• **Provided material**:
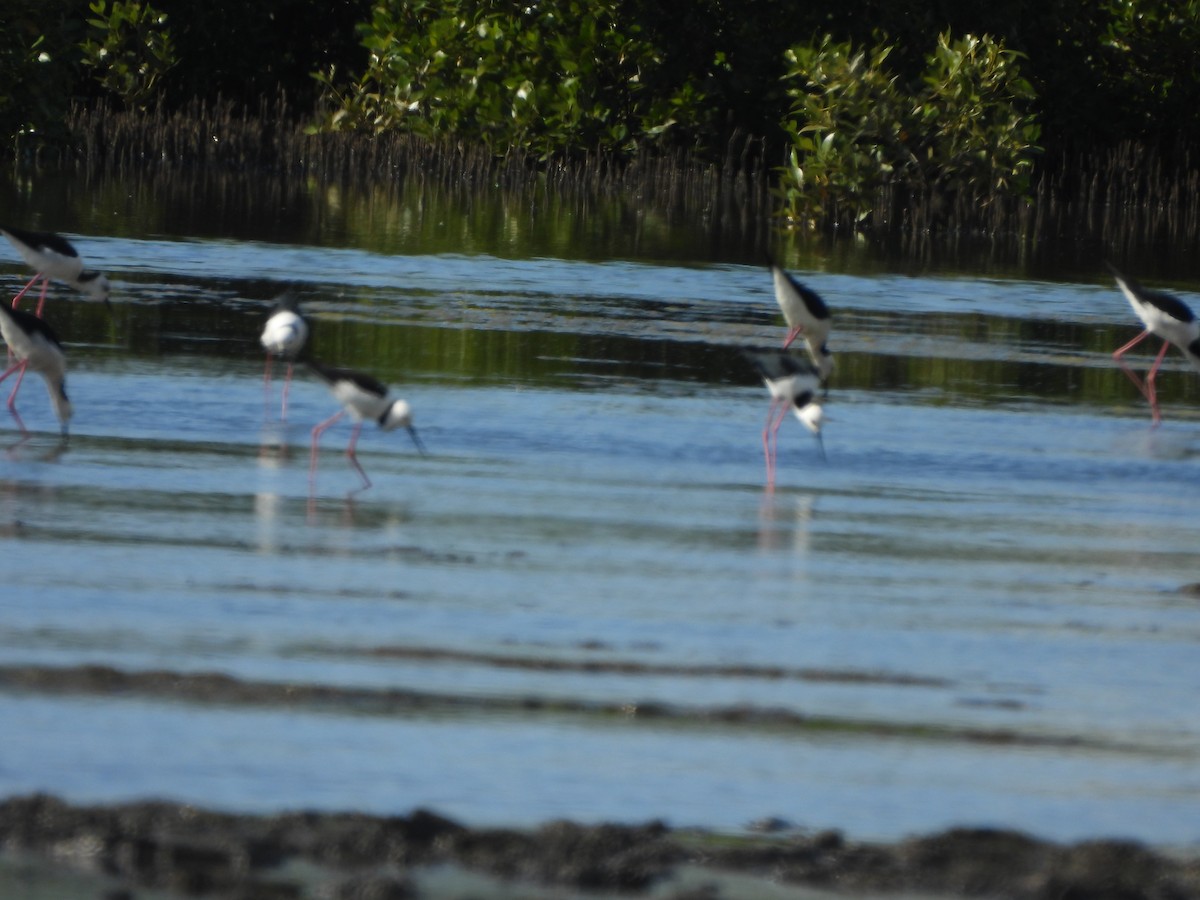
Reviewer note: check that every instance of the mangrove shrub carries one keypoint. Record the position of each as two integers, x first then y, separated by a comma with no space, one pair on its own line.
130,48
961,131
549,77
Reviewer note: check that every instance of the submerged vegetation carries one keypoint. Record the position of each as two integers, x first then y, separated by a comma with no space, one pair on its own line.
1003,119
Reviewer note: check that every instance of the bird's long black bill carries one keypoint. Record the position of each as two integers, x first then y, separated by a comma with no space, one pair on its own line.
417,441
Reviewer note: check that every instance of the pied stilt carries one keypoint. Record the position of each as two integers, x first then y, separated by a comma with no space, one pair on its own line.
53,257
364,397
37,348
1164,316
807,315
793,383
283,336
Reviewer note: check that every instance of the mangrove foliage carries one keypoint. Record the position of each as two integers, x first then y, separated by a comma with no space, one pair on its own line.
958,114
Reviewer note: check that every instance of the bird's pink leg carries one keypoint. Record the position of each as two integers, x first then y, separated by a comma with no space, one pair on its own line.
1117,355
287,383
316,439
792,335
774,436
1151,390
22,292
15,367
267,388
354,459
766,444
41,300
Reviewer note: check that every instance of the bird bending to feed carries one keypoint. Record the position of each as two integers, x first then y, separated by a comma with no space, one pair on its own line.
363,397
807,315
283,336
792,382
53,257
1164,316
35,347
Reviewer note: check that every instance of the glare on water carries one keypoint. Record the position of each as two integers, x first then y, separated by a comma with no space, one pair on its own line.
583,603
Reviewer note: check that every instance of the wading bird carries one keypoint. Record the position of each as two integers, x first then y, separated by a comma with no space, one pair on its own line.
36,348
283,336
1164,316
364,397
53,257
807,315
793,383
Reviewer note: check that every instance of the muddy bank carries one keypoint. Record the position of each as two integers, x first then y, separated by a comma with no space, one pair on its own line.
144,850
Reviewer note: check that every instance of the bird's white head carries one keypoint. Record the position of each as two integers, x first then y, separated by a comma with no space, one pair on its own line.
813,417
400,415
397,415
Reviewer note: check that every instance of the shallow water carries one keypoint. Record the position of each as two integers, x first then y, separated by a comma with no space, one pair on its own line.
966,615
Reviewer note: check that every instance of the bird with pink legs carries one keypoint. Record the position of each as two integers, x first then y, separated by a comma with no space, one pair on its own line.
36,348
807,316
1164,316
52,256
363,397
283,335
793,383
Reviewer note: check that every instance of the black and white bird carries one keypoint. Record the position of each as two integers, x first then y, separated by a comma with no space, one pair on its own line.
283,335
807,315
793,383
53,257
1164,316
36,348
365,399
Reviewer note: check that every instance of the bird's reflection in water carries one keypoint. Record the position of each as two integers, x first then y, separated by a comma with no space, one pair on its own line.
785,522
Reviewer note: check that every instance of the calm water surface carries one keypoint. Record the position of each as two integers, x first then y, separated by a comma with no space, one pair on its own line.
967,615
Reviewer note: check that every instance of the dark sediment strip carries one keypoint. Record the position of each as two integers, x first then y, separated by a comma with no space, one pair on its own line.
219,689
193,852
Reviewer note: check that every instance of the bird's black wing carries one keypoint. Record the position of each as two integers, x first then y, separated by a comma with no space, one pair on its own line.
331,375
1161,300
33,325
43,240
811,299
780,364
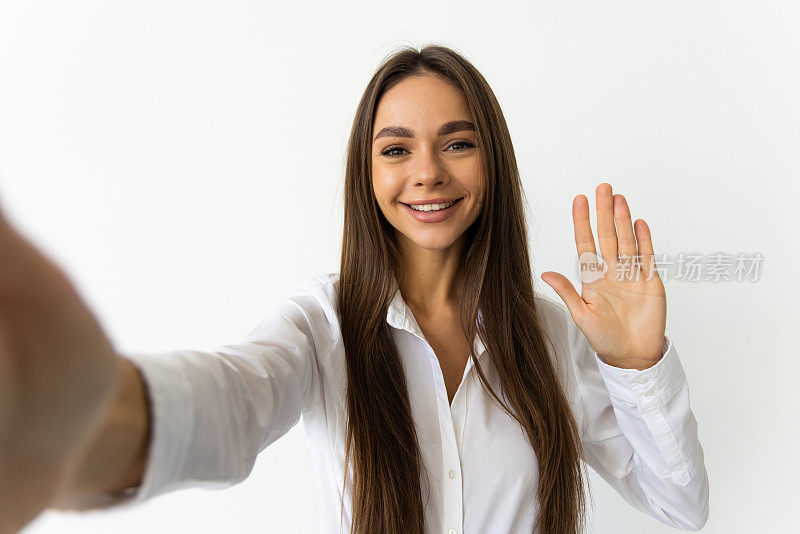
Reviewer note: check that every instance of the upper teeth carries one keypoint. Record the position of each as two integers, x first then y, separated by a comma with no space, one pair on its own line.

• **Task directions**: Copy the listing in full and without alteration, omitting every picture.

• **Completed task**:
Reviewer note: check that every instance of the mangrove shrub carries one keypoint. Record the position of each as two integers, x first then y, separated by a comma with no space, one pair on its own line.
130,48
961,131
549,77
Reviewer note: check that every instance of the submerged vegetation carries one keypoint. Record the position of each as two integers, x first then y, separated by a comma with no space, one pair on its own line.
1003,119
Reviewer note: check that every instance of the bird's long black bill carries one keypoint. Record the position of each as two integers, x first then y, separated by a comma with no space, one pair on its own line.
417,441
Reviewer note: check that every instance of the pied stilt carries one keypoint. Record the position of each as two integers, x first then y, separated by a comma with no space, one pair on its own line.
53,257
364,397
37,348
1164,316
807,315
793,383
283,336
Reviewer note: check that every instance of the mangrove foliage carries one keypoint. Record the position of each as two integers, x first then y, separated by a comma with no space, one pair on its own line.
958,114
Reviewer note: check that every instance of the bird's pink leg carries one keypoint. Record the position of each as two integers, x first then y, separated by a comma with no space, one pair on its own line.
1117,355
287,383
316,439
792,335
774,436
1151,390
22,292
15,367
267,388
354,459
766,444
41,300
Reviewer note: check that every instance of the bird bending to feed carries one keypoint. Record the position of each as two integers, x first then y, separated by a comma with no space, one pair on its own line.
363,397
807,315
283,336
792,382
53,257
1164,316
35,347
Reviewer note: check that every instance of the glare on water carries one keypoint. Record the position of each as two integers, x first then y, separated by a comma with no space, one pair on its own line.
583,603
Reviewer note: check that every instance of the wading bird carries one keypoint. Record the position of each as two integers, x first then y, separated by a comma with no space, one pair on its own line.
36,348
283,336
1164,316
364,397
53,257
807,315
793,383
Reviewer note: check that every instance of the muddy bank carries one keypoint. Record the position of each as two integers, x first then y, separated by a comma with no space, one pair on its own line.
144,850
Reviewer note: check that every instance of the bird's white head carries one keypoint. Record the position of each as two integers, x first then y, separated by a comma with no space, one pair on its own line.
813,417
400,415
397,415
Reviewer note: check that every instance of the shallow water carries one keypoint. Record the position of each as two integers, x first then y, separated by a comma with no space, one pair on its own line.
966,615
Reviewer note: check that every instance of the bird with pink legs carries one keypoint. Record the position of each as two integers, x first then y, separated by a comma with no space, one pair on its own line.
36,348
807,316
1164,316
52,256
363,397
283,335
793,383
Reviewer note: check that every instance of the black and white bird carries one keypoint. Record the position of each as two integers, x first then y, separated by a comma with no space, one pair on its own line.
283,335
807,315
793,383
53,257
1164,316
36,348
365,399
Reviewer note: check that every instance of the bird's reflection in water carries one keypoint. Record the position of each as two integers, x first then y, separated by a comma with no space, one pair on its own line.
785,522
Reviewer note: check that every instance of the calm water surface carries one keypoint. Record the position of each as two integers, x first then y, separated by a comma with no space, one pair on its own line.
967,615
Reviewer note: check that every instance of the dark sediment strip carries one keypoint. Record the position of each as two integers, x first then y, separated by a comma with no space, one pair on its own line.
219,689
193,852
Reviewer note: check that every instance of the bird's black wing carries one keypoint. Record the position of each as two integers, x first then y, separated by a comma with no space, one pair on its own line.
331,375
1161,300
33,325
43,240
811,299
780,364
Reviewer note: check that every instance of the upper teeth carries one keypoint. Record the position of each as two integers, x first then y, separated by a comma with no space, one pair on its own line.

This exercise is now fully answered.